# Saved entries
+++
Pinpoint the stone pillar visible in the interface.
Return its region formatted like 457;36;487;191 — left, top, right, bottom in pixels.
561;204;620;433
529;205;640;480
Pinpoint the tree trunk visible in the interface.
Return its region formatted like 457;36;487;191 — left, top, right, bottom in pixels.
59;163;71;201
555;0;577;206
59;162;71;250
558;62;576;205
+++
# Problem
Each of the lines from the one that contains "Pinpoint the tree" through the last line of the data needs to be repeated exactly, with no others.

# The completed task
Pinpoint the tree trunk visible in the interface.
Return its region formatted like 457;36;487;191 — left, top, right, bottom in pixels.
59;163;71;201
555;0;577;206
59;162;71;250
558;62;576;205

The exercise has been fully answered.